Record set: Begin

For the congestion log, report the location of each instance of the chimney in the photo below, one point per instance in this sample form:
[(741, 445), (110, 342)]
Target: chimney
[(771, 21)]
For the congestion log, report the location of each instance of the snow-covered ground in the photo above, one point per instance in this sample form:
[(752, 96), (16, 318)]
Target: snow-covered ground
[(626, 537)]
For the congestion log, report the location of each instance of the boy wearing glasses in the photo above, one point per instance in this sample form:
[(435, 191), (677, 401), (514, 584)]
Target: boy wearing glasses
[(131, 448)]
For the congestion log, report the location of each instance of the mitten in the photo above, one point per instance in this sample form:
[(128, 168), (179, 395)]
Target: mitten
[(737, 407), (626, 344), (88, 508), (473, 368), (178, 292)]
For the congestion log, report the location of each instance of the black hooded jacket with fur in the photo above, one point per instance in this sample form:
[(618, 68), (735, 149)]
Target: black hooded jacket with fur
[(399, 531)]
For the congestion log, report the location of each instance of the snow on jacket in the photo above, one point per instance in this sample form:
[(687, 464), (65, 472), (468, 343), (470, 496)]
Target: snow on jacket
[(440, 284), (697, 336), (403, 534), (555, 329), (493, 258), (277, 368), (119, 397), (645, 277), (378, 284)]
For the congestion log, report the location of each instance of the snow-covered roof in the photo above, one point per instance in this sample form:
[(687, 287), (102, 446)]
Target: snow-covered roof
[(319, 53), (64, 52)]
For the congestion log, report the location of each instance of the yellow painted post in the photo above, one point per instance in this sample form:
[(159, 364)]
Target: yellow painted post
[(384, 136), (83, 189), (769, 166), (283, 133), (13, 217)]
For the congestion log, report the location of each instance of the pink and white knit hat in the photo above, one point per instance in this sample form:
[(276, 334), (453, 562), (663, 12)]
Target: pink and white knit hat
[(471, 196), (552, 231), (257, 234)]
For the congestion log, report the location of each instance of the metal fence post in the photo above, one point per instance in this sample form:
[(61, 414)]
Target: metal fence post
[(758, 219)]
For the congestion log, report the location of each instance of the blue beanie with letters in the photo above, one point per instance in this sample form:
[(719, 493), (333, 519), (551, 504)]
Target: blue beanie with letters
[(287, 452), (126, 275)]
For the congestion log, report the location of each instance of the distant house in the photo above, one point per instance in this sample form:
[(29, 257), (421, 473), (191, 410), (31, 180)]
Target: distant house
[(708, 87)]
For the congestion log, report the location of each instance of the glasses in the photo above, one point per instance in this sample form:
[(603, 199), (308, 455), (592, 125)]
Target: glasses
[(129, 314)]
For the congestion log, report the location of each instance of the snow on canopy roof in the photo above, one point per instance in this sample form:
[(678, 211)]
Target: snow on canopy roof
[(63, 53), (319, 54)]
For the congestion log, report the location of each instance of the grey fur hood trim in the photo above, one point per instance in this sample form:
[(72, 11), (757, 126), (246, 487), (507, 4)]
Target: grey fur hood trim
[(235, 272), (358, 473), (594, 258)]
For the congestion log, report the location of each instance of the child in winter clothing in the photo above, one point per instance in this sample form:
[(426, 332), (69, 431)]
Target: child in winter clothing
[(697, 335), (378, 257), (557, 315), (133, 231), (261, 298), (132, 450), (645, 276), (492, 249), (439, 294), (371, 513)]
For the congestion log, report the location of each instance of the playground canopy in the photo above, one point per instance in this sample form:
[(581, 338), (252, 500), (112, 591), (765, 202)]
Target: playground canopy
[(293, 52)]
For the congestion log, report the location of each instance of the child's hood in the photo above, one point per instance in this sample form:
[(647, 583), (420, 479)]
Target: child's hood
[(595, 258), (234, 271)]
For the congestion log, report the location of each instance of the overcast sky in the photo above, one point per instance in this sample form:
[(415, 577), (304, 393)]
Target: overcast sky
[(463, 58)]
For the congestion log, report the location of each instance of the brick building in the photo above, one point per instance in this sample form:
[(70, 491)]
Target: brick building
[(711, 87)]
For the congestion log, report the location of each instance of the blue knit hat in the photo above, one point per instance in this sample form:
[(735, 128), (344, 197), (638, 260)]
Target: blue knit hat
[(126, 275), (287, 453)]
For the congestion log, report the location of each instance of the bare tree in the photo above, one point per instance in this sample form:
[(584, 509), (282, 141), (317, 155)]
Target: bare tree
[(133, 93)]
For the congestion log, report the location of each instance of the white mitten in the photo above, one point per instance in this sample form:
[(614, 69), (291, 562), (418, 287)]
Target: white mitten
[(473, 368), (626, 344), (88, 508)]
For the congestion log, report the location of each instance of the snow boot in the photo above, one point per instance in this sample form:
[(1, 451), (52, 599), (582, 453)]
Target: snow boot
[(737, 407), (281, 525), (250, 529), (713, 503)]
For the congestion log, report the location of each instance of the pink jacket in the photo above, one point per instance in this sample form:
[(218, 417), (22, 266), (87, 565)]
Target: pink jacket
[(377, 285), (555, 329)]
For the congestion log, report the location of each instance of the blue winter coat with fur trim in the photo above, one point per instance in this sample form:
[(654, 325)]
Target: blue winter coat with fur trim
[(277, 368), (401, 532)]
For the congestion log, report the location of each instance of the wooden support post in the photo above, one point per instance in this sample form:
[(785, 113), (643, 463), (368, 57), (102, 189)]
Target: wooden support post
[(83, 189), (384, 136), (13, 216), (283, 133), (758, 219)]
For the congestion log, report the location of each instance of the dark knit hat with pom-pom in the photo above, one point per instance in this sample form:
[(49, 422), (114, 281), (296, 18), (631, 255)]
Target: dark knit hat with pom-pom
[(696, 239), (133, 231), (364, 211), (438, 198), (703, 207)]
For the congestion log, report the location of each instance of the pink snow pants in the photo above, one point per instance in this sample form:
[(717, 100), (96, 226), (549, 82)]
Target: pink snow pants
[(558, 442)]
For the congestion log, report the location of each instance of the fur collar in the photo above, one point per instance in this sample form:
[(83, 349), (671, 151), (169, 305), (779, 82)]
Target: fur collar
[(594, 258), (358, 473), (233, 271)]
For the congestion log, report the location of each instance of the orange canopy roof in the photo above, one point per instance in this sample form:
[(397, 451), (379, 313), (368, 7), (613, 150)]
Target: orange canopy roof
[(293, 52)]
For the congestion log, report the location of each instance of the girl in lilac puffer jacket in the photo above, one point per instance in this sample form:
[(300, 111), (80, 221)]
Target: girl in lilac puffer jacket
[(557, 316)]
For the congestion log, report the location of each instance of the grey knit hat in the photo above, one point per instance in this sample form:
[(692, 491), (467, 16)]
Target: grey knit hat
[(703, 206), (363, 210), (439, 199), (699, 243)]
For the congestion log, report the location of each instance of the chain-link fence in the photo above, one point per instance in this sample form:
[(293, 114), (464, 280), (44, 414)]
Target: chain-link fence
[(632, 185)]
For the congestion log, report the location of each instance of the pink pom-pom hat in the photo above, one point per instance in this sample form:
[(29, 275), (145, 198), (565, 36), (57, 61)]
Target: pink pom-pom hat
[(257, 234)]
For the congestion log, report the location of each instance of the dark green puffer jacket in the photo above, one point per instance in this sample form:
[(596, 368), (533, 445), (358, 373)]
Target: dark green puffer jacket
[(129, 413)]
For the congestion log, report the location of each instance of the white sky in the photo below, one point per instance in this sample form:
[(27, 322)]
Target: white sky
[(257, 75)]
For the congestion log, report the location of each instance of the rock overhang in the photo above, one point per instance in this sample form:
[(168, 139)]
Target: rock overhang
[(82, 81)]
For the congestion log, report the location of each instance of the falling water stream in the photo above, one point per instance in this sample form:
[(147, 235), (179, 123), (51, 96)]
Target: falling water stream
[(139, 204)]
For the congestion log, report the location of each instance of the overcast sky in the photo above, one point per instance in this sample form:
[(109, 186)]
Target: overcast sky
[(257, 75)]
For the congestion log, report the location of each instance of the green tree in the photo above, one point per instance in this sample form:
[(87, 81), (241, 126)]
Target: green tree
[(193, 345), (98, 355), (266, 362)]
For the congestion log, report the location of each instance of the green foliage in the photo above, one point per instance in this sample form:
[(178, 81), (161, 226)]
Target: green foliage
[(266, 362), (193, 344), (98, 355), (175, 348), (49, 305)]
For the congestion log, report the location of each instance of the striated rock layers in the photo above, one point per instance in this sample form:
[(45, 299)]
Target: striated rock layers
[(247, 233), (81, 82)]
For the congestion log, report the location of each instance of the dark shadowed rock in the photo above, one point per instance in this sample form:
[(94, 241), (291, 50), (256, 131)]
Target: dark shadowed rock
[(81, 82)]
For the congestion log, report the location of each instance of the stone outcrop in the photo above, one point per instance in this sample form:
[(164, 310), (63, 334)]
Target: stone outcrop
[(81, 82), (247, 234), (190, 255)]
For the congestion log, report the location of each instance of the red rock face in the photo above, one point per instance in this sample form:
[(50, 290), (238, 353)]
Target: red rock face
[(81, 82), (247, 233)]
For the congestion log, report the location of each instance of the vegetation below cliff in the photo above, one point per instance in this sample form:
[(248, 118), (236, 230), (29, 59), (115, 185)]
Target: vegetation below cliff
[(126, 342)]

Record set: End

Task requirements ->
Out of the listing above, reproduce exactly the lines from the one with "the blue winter" up to and including the one with "[(785, 113), (643, 463), (368, 57), (102, 189)]".

Written solution ->
For the congestion log, report the location of each instance of the blue winter coat with fur trim in the photo above, one point per instance in this sample form:
[(654, 325)]
Target: blue winter coat with fur trim
[(277, 368), (401, 532)]
For the congestion log, report the location of each instance of the wooden support post in the photo above, one point per instance in this sample form:
[(785, 113), (643, 463), (368, 57), (102, 189)]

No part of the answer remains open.